EXCERPT:
>> BEGIN

Molding of Films for Measuring WVTR
A Carver compression press was used to mold polymer films averaging about 3 mil (76 pm) thickness with a variation of [+ or -] 5 [micro]m
for all of the compositions. The molding temperature was 250[degrees]C or 270[degrees]C for PA-6 or PA-MXD6 blends, respectively. Compression molded sheets of 2 mm thickness were also prepared utilizing similar molding parameters for morphological characterization of the blend compositions.
Differential Scanning Calorimetry (DSC) Measurements
A Thermal Advantage Universal Q 1000 differential scanning calorimetry (DSC) analyzer was used to measure crystallization behavior of the individual components, nanocomposites and blend formulations. Two heating/ cooling scans were run for each material specimen at 10[degrees]C/min between 30[degrees]C and 300[degrees]C. The second scan provided means to obliterate processing heat history effects on the reported melting and crystallization phenomena.
Ultra-thin sections (40-70 nm.) were cut from 2 mm thick compression moldings prepared as above for characterization of the phase structure and clay partitioning in the blends using a Reichert Ultracut S ultramicrotome at -120[degrees]C and analyzed with a Phillips Tecnai 12 transmission electron microscope at a 120-kV accelerating voltage. The remaining sample stubs, from which the ultrathin sections were cut, were then utilized for atomic force microscopy.
Atomic force micrographs were obtained both with a Digital Instruments Nanoscope III and a Quesant Instrument Corporation Q-scope 350 operated in the tapping mode.
A Rheometrics Scientific Advanced Rheometrics Expansion System dynamic viscometer was used in its parallel plate configuration with disk-shaped samples for the measurement of dynamic rheological properties. All component polymers and nanocomposites were tested for frequency dependence of the complex modulus and viscosity. The disks were molded to 25 mm. diameter and about 2 mm thickness, while the gap between the discs was set at 1.5-1.7 mm for all the samples. The strain was 1% and frequency was swept from 0.5 rad/sec to 100 rad/sec. The temperatures used were 250[degrees]C for PA-6 and 260-280[degrees]C for PA-MXD6.

>> END

DATASET ENTRIES:
>> BEGIN

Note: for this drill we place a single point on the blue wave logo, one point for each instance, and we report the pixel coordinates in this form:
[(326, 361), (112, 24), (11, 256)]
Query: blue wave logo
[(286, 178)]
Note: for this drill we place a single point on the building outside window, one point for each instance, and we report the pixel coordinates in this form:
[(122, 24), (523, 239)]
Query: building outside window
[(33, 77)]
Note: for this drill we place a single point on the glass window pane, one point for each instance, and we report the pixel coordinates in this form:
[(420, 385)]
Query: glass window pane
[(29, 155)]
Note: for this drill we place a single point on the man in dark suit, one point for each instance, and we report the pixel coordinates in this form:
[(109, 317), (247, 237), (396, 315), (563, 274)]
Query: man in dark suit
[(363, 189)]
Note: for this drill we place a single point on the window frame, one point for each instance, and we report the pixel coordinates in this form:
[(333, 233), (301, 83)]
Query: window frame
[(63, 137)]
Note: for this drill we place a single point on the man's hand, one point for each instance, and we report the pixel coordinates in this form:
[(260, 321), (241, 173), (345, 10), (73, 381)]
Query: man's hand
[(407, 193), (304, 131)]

>> END
>> BEGIN

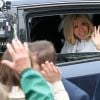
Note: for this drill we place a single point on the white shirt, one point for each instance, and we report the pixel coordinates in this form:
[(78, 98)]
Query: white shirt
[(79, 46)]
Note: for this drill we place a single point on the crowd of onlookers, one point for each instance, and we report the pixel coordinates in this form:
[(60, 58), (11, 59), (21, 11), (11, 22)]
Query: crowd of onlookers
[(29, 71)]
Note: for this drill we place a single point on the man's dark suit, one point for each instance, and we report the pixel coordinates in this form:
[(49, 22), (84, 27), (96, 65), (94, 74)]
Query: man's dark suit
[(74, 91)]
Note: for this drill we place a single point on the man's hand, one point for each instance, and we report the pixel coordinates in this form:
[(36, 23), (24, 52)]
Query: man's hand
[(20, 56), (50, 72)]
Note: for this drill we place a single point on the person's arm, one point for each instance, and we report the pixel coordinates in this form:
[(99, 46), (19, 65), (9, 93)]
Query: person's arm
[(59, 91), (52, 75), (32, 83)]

>> END
>> BEGIN

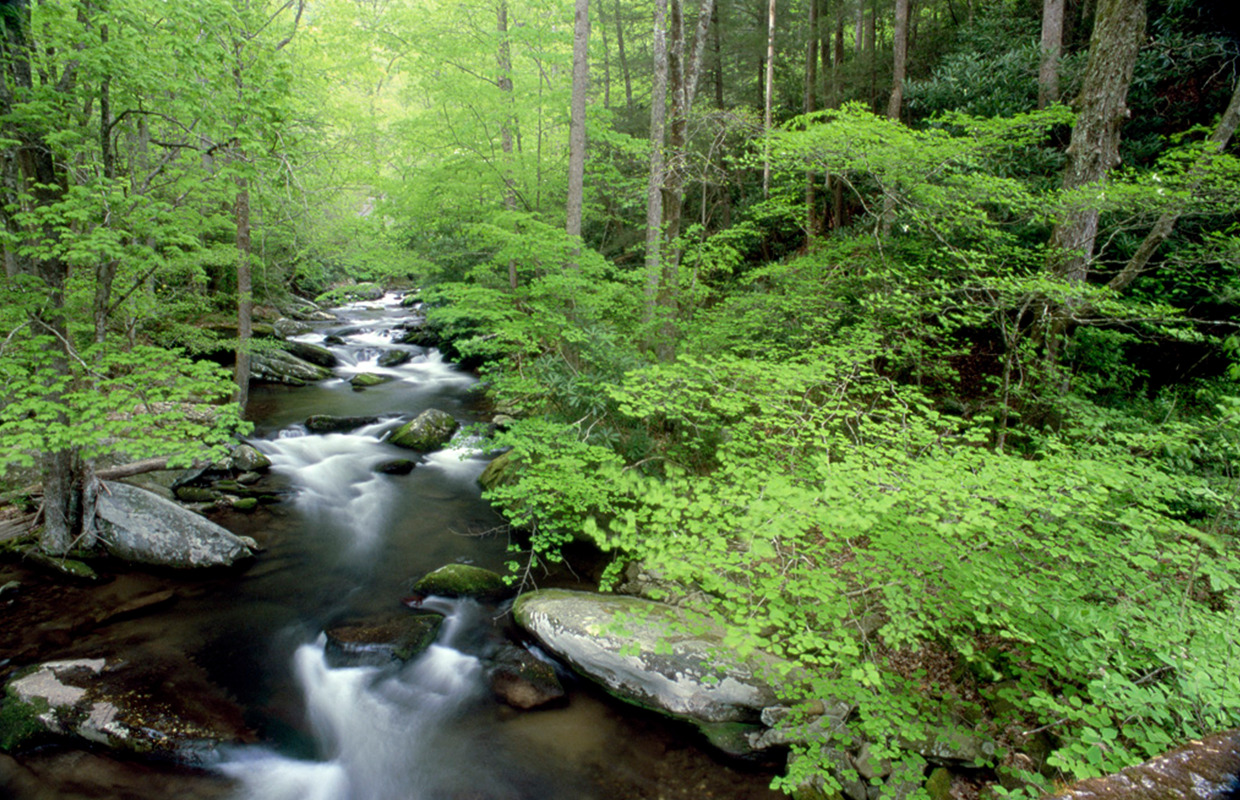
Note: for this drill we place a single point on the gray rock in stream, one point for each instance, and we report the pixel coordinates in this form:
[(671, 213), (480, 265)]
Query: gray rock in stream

>> END

EXERCISES TO COMPLETE:
(1) From the methods excerpt above, copy the passage between "Ultra-thin sections (40-70" and "the tapping mode.", inclusive.
(2) According to the methods excerpt above, in what mode were the atomic force microscopes operated?

SOLUTION LIST:
(1)
Ultra-thin sections (40-70 nm.) were cut from 2 mm thick compression moldings prepared as above for characterization of the phase structure and clay partitioning in the blends using a Reichert Ultracut S ultramicrotome at -120[degrees]C and analyzed with a Phillips Tecnai 12 transmission electron microscope at a 120-kV accelerating voltage. The remaining sample stubs, from which the ultrathin sections were cut, were then utilized for atomic force microscopy.
Atomic force micrographs were obtained both with a Digital Instruments Nanoscope III and a Quesant Instrument Corporation Q-scope 350 operated in the tapping mode.

(2) Tapping mode.